-- START PROVIDED PASSAGE --

The obvious way: sit students in front of TV/Video. Switch it on. Let them watch the programme through. This is the classic 'lazy' teacher's lesson. It works fine and most teachers who have access to the equipment will have done this at some time. But there must be more to video that this! By simple playing around with this basic scenario a little we can create some excellent lessons. 4

Or we can use some techniques such as:

  1. Bearing in mind this range of activities, the video can theoretically be used at any point in a learning sequence. This flexibility is ideally suited to the teacher who has a video permanently installed in the classroom. The length of video sequence for the activities is difficult to recommend, but my own experience had showed me that it is better to exploit a short segment of video thoroughly and systematically rather than to play a long sequence.
  2. Before you use the video set the scene: where the dialogue takes place, who speaks, occupation, age, appearance, and so on.

    Locating the place on the tape. You may wish to record the counter number ( or time reference in minutes and seconds on newer video machines) for the beginning of each video on the contents page. If your machine has Memory Rewind (or repeat), you can reset the counter at various points in the lesson. These facilities can be used to remind students of parts of the story.
  3. Silent viewing activities. It means turning off the sound on the TV or monitor and making use of the visual on their own. Silent viewing will be a prediction technique when students are viewing for the first time, and a reproduction technique when they have already seen and heard the section being used for silent viewing.

    For example,
    1. Prediction. Students can talk about EVENTS (What is happening on the screen?) or a DIALOGUE (What are they saying?) they will be able to predict the dialogue, e.g. guess what people are saying.
    2. Reproduction. Reproduction can also be divided into reproduction of dialogue and reproduction of events. Reproduction of dialogue might be most effective where there are useful formulas, fixed expressions and points of intonation or pronunciation. Reproduction of events tends to focus on narrative tenses, and on sequences.
  4. Random sound down (cloze listening). This may be done at any time, but is particularly suitable when viewing the whole episode again. Turn the sound down at random intervals and ask the students to fill in the missing dialogue.
  5. Sound only activities. You can play a section of one of the videos with the picture turned off so that they hear the dialogue but are unable to see the action. This can be done by using the brightness controls on the television, by unplugging the picture lead on the sets where sound and picture have separate leads, or most simply by placing something in front of the screen, such as a jacket or a sheet or cardboard. Students can be asked either to predict what is happening visually, or to use the dialogue as a memory spur to recall what happened visually.

-- END PROVIDED PASSAGE --

AIM 1: Copy the lines of the listing starting at the line containing "of the brick" and ending at the last line of the listing, requests included, and shift every coordinate in the answer points by -51.
AIM 2: Write what comes next in the text on classroom video techniques, picking up right after its final sentence.

-- START EXTRACTED RECORDS --

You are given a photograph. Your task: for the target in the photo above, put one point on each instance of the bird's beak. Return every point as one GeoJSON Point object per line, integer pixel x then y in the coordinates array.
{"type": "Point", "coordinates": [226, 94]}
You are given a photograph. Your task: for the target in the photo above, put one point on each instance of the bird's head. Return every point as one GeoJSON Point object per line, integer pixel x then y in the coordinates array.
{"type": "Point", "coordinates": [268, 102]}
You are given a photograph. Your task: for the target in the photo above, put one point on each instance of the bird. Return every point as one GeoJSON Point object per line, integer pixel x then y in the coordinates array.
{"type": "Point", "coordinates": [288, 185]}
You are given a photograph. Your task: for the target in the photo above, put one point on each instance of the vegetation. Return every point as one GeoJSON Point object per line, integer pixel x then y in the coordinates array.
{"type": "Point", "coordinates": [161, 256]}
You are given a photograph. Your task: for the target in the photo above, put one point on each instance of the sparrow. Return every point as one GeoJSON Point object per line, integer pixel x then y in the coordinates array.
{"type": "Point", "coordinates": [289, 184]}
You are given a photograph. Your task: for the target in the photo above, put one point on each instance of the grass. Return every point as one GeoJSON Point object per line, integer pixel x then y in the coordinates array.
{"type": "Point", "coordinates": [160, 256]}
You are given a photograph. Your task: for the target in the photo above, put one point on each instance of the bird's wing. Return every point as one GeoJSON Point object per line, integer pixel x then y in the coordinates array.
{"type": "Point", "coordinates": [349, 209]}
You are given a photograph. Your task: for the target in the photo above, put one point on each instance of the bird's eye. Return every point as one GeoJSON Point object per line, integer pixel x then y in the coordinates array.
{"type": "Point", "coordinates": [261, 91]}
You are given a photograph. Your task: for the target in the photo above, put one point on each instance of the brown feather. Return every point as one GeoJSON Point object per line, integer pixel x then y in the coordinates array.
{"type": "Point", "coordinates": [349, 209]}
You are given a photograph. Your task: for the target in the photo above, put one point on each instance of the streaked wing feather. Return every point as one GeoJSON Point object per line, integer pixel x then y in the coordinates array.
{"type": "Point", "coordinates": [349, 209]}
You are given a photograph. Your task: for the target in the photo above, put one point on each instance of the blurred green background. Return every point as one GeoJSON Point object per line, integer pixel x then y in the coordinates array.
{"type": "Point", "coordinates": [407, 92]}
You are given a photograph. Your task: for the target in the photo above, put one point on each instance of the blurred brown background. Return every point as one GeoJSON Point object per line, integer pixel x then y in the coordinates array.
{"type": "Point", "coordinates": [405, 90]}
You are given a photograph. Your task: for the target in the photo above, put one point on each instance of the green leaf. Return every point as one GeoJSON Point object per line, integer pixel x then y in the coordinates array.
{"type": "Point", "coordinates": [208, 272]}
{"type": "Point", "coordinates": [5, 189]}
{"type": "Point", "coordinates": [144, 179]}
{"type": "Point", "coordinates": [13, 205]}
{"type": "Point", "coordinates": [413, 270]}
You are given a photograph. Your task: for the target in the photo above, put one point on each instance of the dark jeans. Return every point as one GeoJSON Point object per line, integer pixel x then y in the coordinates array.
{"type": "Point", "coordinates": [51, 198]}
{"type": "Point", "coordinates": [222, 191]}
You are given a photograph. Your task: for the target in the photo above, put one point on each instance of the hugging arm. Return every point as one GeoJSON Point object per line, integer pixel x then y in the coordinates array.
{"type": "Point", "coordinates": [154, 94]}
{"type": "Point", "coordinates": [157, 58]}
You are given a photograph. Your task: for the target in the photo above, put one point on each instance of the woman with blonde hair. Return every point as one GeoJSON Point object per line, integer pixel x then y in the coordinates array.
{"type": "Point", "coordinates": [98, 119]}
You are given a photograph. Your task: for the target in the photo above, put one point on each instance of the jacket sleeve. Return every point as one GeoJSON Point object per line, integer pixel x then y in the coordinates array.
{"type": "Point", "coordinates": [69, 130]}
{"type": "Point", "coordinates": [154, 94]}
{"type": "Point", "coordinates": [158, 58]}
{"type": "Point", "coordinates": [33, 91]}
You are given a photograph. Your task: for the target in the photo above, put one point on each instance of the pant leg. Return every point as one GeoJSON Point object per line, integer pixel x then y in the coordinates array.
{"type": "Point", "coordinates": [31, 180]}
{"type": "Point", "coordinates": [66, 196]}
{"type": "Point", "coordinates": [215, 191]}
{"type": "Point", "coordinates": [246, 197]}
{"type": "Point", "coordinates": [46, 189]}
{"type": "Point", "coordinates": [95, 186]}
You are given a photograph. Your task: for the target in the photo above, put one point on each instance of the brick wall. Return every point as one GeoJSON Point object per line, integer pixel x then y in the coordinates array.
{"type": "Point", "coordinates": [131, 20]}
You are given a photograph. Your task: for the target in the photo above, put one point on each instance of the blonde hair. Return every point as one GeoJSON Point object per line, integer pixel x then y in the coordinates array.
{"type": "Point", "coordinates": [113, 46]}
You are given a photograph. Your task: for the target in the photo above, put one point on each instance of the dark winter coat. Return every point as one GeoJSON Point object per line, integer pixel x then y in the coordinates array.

-- END EXTRACTED RECORDS --

EXERCISE OUTPUT 1:
You are given a photograph. Your task: for the target in the photo above, put one point on each instance of the brick wall. Return every point as one GeoJSON Point object per line, integer pixel x then y in the coordinates array.
{"type": "Point", "coordinates": [80, -31]}
You are given a photograph. Your task: for the target in the photo above, put one point on each instance of the blonde hair. Return every point as one GeoJSON Point object per line, integer pixel x then y in the coordinates array.
{"type": "Point", "coordinates": [62, -5]}
You are given a photograph. Your task: for the target in the photo above, put one point on each instance of the dark winter coat. Return every point as one GeoJSON Point object per line, integer pixel x then y in the coordinates array.

EXERCISE OUTPUT 2:
  6. Freeze framing (still picture) activities. Freeze framing means stopping the picture, using the freeze frame, still or pause control. This will not harm the videotape. For example:
    1. Prediction (what next?) Prediction occurs when freeze framing is used during the initial viewing of a section. You can freeze frame and ask about the following EVENTS (what is going to happen?)
    2. DIALOGUES (what are they saying?/ what are they going to say next?)
    3. Using the background. Videos contain 25 pictures per second, and there is a wealth of detail in the background of the pictures, which can be exploited by freeze framing. I usually find something new even when I have done a particular lesson many times. The background also gives access to material about British/American/Canadian life and culture.
    4. Thoughts and emotions. Video gives us an additional dimension of information about the characters' body language, facial expressions, gesture, stance, reaction and response. This information can be exploited in the classroom. Freeze frame and ask them about the characters' feelings and emotions. This can also involve judgment on whether characters are telling the truth or not. In some activities I ask my students to deduce further information about the characters, based on what they have picked up from video, but requiring the use of their imagination.
  7. Paired viewing activities. They take more effort in setting up, but the results justify the trouble. Examples:
    1. Description. In this activity one student in each pair turns their back to the screen. The other student faces the screen, and the video is played silently. The student who can see the screen describes what he/she can see to his/her partner. Both students will wish to hear the dialogue later. The "passive" student in each pair will be motivated to see what they have missed as well! It is worth making sure that the partners swap roles, or that the activity is done twice, with a different section so that each partner gets a chance to perform the "active" role.
    2. Narration. This is more difficult to organise, as it involves sending half the class out of the room while the remaining half watch a section of a video. When they return they are told about the video in pairs by those who saw it.
    3. Split class: Description/Narration. Half the class is sent out. The remainers watch a section silently. Then the two halves swap places. The ones that were outside now listen to the same section with the picture covered. The students are then paired off. One student in each pair has seen the video, but hasn't heard the dialogue. The other student has only heard the dialogue. They work together to piece the story together. The tell the story section in the video activity book can be used as a basis for this.
  8. Role Plays. Students can be asked to role play sequences they have seen in the videos. I have found it more interesting sometimes to get them to role play things which are not seen in the video. Students participation can be integrated into classroom activities and the knowledge that the result will keep with videos is highly motivating.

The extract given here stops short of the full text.